Ainsi une foule de gens de diverses croyances travaillaient ensemble à une œuvre dont le but n’était connu que d’un fort petit nombre. Cette œuvre avançait, mais lentement. Abdallâh savait que lui-même n’en verrait pas l’accomplissement10; mais il recommanda à son fils Ahmed, qui lui succéda comme grand-maître, de la continuer. Sous Ahmed et ses successeurs, la secte se propagea rapidement, et ce qui y contribua surtout, c’est qu’un grand nombre d’individus de l’autre branche des Chiites se joignirent à elle. Cette branche, comme nous l’avons dit, reconnaissait pour imâms les descendants de Mousâ, le second fils de Djafar le Véridique; mais lorsque le douzième, Mohammed, eut disparu, à l’âge de douze ans, dans un souterrain où il était entré avec sa mère (879), et que ses partisans, les Duodécimains comme on les appelait, se furent lassés d’attendre sa réapparition, ils se laissèrent facilement enrôler parmi les Ismaëliens, qui possédaient sur eux l’avantage d’avoir un chef vivant et prêt à se faire connaître, dès que les circonstances le lui permettraient.

▶ _Entrées de pointage et d'étiquetage_
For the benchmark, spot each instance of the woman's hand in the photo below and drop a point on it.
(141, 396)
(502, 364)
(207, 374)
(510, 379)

▶ _Travail demandé_
D'après le texte fourni, à qui Abdallâh recommanda-t-il de continuer l'œuvre ?

▶ _Réponse attendue_
À son fils Ahmed, qui lui succéda comme grand-maître.